Source extract:
----------

I promise, I'll be original tomorrow. Also, just like last time I will be using the lyrics from the albums, as those are the versions I have. :P There may be live versions with different lyrics.


Joseph Arthur - Tattoo: "I wonder what you must think about me. What I heard is you consider me dead. I guess that's fair of you, I never was good to you. I'm ashamed for making you feel all my pain. When I sleep, sometimes I still think we speak. Is it a dream, is it a dream?"

Camera Obscura - If Looks Could Kill: "Tell me where it all went wrong, maybe I can make it better. Tell me where it all went wrong, don't you know that you really upset her?"

The Postal Service - Nothing Better: "Tell me, am I right to think that there could be nothing better, than making you my bride and slowly growing old together. Don't you feed me lines about some idealistic future, your heart won't heal right if you keep tearing out the sutures."
sidenote about this song: the same lovely artist who I discovered Elliott Smith from? I found him through this.

Say Anything - A Walk Through Hell: "I'd walk through hell for you, let it burn right through my shoes, these soles are useless without you. Through hell for you, let the torturing ensure, my soul is useless without you."

Tuesday, March 8, 2011

Would it be cliche to just post a list of song lyrics? Part I

Yes, yes it would be. But that is not going to stop me, because all I want to do today is listen to music, feel angsty, and sleep. So now I will just post a line from a song, and the name of it, and the artist.

In interest to try to make this less catering to my own selfish boredom, I won't repeat artists, and I will pretend this is an experience of introducing you to new music. Really. And because of that, I won't even use their super obscure music... as much as I'd love to.

Tegan and Sara - Back in Your Head: "Build a wall of books between us in our bed, repeat, repeat the words I know we both said. Relax into the need, we get so comfortable. Remember when I was so strange and likeable?"

Joanna Newsom - Peach, Plum, Pear: "But it's late in the day, and you're well on your way. What was golden went gray, and I'm suddenly shy."

Elliott Smith - Angeles: "Picking up the ticket shows there's money to be made. Go on lose thr gamble, that's the history of the trade. You add up all the cards left to play to zero. Sign up with evil, Angeles. Don't start me trying now. Because I'm all over it, Angeles. I could make you satisfied in everything you do. All your secret wishes could right now be coming true. Be forever with my poison arms around you."

----------

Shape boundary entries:
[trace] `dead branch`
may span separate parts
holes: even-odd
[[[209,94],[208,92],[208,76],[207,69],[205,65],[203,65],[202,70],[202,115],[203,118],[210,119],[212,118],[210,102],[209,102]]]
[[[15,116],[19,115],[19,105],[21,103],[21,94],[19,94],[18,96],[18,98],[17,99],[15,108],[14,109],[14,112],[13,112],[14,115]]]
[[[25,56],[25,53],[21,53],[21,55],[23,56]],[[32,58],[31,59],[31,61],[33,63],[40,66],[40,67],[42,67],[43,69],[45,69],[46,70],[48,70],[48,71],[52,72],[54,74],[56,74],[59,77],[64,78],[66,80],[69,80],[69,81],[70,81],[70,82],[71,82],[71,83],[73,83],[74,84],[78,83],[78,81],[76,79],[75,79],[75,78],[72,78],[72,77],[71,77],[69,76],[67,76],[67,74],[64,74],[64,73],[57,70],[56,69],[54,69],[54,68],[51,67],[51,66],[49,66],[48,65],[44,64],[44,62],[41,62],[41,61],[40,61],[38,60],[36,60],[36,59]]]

----------

Challenge A:
In the song-lyrics blog post, rewrite the passage that begins with "Yes, yes it" and ends with "I'd love to.", swapping "angsty" for "gloomy".
Challenge B:
Pick up the song-lyrics blog post after its final line and keep writing it.

Task response A:
Yes, yes it would be. But that is not going to stop me, because all I want to do today is listen to music, feel gloomy, and sleep. So now I will just post a line from a song, and the name of it, and the artist.

In interest to try to make this less catering to my own selfish boredom, I won't repeat artists, and I will pretend this is an experience of introducing you to new music. Really. And because of that, I won't even use their super obscure music... as much as I'd love to.

Task response B:
Edit: Some versions of this song use "poison arms" and some use "broken arms". The album version is poison, that is what I quoted.

Sufjan Stevens - Chicago: "If I was crying, in the van, with my friend. It was for freedom, from myself and from the land. I made a lot of mistakes, I made a lot of mistakes. I made a lot of mistakes, I made a lot of mistakes."

I have more. Really. I can sense this complete lack of creativity will be here tomorrow too. Stay tuned. <3

Monday, March 7, 2011

Weird musical taste the past week.

For the past week or so, I've been listening to different music than usual. I don't have any real reason for it, I just know I haven't turned on Joanna Newsom, or TV on the Radio, and even have listened to less Elliott Smith than should be healthy.

In fact, my musical taste has been strangely reminiscent to my music from junior high. (Other than wrock. I've been listening to a lot of wrock, but that is a very new addiction).

I should elaborate that a little. For most of the 9th grade, the only bands I would listen to were Armor for Sleep, Hawthorne Heights, and Within Temptation. However, once I started high school, their music faded to the background. They did each fade for different reasons though.

Hawthorne Heights was a little bit too...loud for me, I found. Armor for Sleep did as well, mostly since I was listening to acoustic type music. Within Temptation just felt a bit too dark. Hawthorne Heights also seemed a bit too dark.

Lately though, despite not feeling into dark-type music for years, I re listened to Within Temptation and fell back in love. From there, I went back through my old playlists, taking in a few of the songs. Hawthorne Heights was then fallen back in love with too.

As for Armor for Sleep... I used to write a lot of short stories. Like, way too many. I was going through them as well (I was in a reminiscent mood). I found one that I had written about the song The Truth About Heaven. For the record, the story was awful. Absolutely terrible. It was very apparent I had written it when I was 13. xD

I turned the song on while I read, and realized while my writing was terrible, the music wasn't. So I turned on all of the songs I had of theirs, and just remembered how amazing it is, and how deep their lyrics are. Really.

Which makes me a little curious. Has anyone else found themselves just going through music they haven't heard in years and loving it? Or have you gone back and wondered what you were thinking when you bought that stuff? I really would like to know if I'm in the minority.

Friday, March 4, 2011

In which high school is my own personal hell.

I really, really hate high school.

I wasn't this way at first. I spent the first half of grade ten trying my hardest to like it. I tried to make friends. I even tried to not want to smack everyone that pushed me in the hallways between class.

Really, that last thing is next to impossible when you need to go through the Intersection of Death to get to your lunch spot. I still tried!

However, after that first semester, it wasn't working. Infact, it was trying to make friends that ruined quite a few things, such as my boyfriend at the times life. (Really, that song that's like "Don't trust a ho" is so true).

So since then, I have made my personal stance on high school "this place really sucks." Honestly, it does suck. I don't like it at all. And everyday I'm stuck in here makes it even worse. Take today for example. I am in my creative writing class, and my teacher decides we all need a chance to get to know each other. I strongly disagree, so I turn my music up louder and continue working. It turns out we were going around the class and saying something about ourselves.

Needless to say, I did not respond when it got to me.

I wasn't the only one at least. My best friend (HI ERIN!) didn't either. Neither of us are game for that kind of bullshit.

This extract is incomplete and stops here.